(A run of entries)
|---|

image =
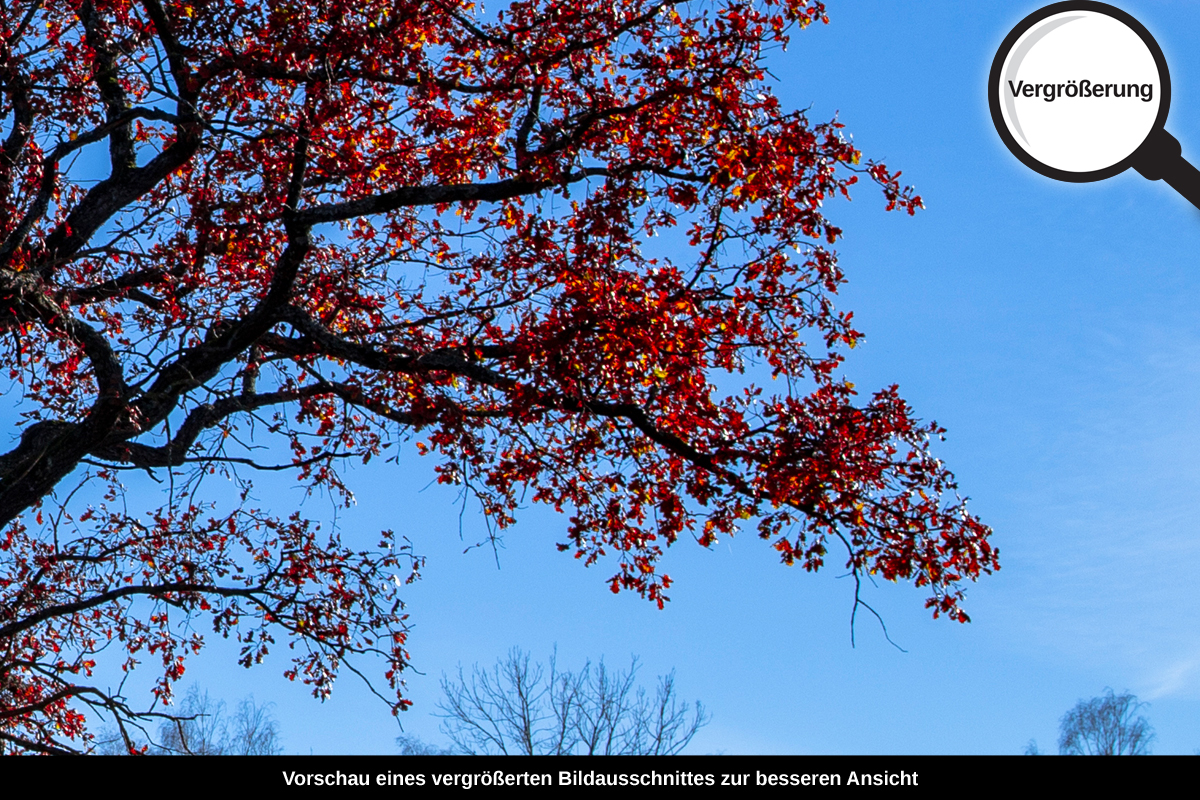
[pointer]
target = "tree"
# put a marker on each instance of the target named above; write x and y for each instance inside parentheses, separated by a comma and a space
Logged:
(201, 727)
(1105, 726)
(243, 236)
(522, 709)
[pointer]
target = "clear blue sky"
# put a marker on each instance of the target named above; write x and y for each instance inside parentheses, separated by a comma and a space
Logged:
(1054, 329)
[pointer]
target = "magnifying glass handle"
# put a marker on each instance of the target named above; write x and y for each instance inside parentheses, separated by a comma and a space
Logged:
(1161, 157)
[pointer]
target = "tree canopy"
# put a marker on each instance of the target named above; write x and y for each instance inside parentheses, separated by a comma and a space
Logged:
(553, 247)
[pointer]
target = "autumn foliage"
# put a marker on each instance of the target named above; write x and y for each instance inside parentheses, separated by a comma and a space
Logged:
(555, 247)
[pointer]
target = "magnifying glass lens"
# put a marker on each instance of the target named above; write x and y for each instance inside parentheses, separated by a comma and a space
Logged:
(1079, 91)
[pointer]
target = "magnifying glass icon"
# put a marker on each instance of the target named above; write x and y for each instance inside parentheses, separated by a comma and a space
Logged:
(1079, 91)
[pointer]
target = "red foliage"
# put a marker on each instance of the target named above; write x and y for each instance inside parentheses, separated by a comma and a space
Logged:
(341, 224)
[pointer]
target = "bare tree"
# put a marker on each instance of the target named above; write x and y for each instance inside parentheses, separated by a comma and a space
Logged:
(202, 728)
(1105, 726)
(523, 708)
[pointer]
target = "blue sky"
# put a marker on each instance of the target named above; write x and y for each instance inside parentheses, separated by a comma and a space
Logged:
(1054, 329)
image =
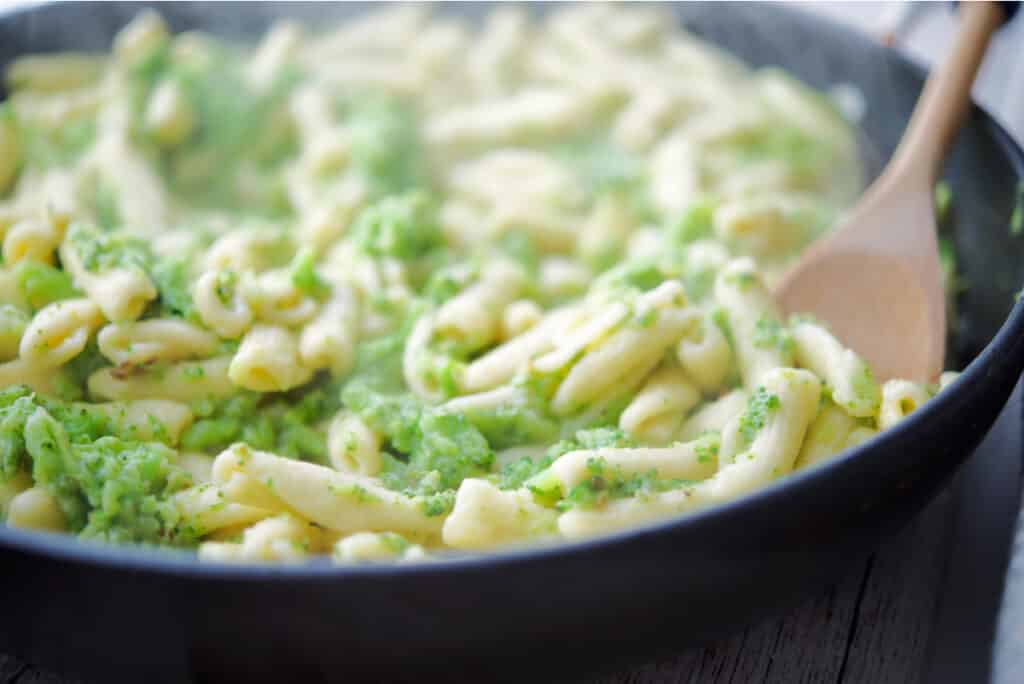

|---|

Copy out every line of the entries above word for word, leaving out the pictures.

image =
[pointer]
target = "tree"
# put a marker on each instance of the target named above; write x and y for each instance inside parentheses, separated by a comma and a space
Logged:
(201, 727)
(1105, 726)
(243, 236)
(522, 709)
[pointer]
target = "clear blue sky"
# put a marker on each instance of the target named above; write x and y for each instance inside parentheses, separated by a comma and a space
Logged:
(1054, 329)
[pointer]
target = "magnifying glass handle"
# put a marker on each instance of the target named above; write x and y for each instance inside parentheses, separated by a comma and a space
Logged:
(1161, 157)
[pointer]
target = "tree canopy"
# put a marker on each instance of the target named above; write x and y for each instance inside parentheses, separated by a comma and a space
Logged:
(553, 247)
[pointer]
target = "autumn foliage"
# put a marker on each instance of the target named above; write x and y for each instance inside parentheses, separated by a comma and a space
Logged:
(555, 247)
[pointer]
target = "magnifying glass lens"
# put a marker on each instance of the target named above; write x and y for each instance inside parentheses, separated by a comma and a space
Logged:
(1079, 91)
[pointer]
target = "magnifying glass icon"
# put a marker on each instance of the target named above; write x and y for each instance inside parentheses, separated by a comma and a space
Logged:
(1079, 91)
[pointer]
target = "red foliage"
# put a marker on each instance of the target named above; write x and y for each instance inside parentheses, separated by a comma and a space
Logged:
(341, 224)
[pointer]
target = "bare tree"
# put a marker on each instance of the target named above; write x and y for each instance inside parentheses, separated by a comma and a space
Logged:
(202, 728)
(1105, 726)
(523, 708)
[pointer]
target = "blue sky"
# put a marker on each instance of the target named above; write x and y for each instance inside parentheses, separated by a comma and a space
Logged:
(1054, 329)
image =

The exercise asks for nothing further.